Goal of the exercise:
Put every line of the entries below into a numbered list, omitting any blank lines.
──────── Provided data
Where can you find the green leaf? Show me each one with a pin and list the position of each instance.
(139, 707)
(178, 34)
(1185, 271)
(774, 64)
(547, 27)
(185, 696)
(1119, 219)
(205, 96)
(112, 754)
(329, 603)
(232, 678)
────────────────
Exercise answer:
1. Where can you find the green leaf? Show me each one with a pin and list the position of each instance.
2. (139, 707)
3. (178, 34)
4. (1185, 271)
5. (774, 64)
6. (547, 27)
7. (185, 696)
8. (1119, 219)
9. (205, 96)
10. (112, 754)
11. (329, 603)
12. (232, 678)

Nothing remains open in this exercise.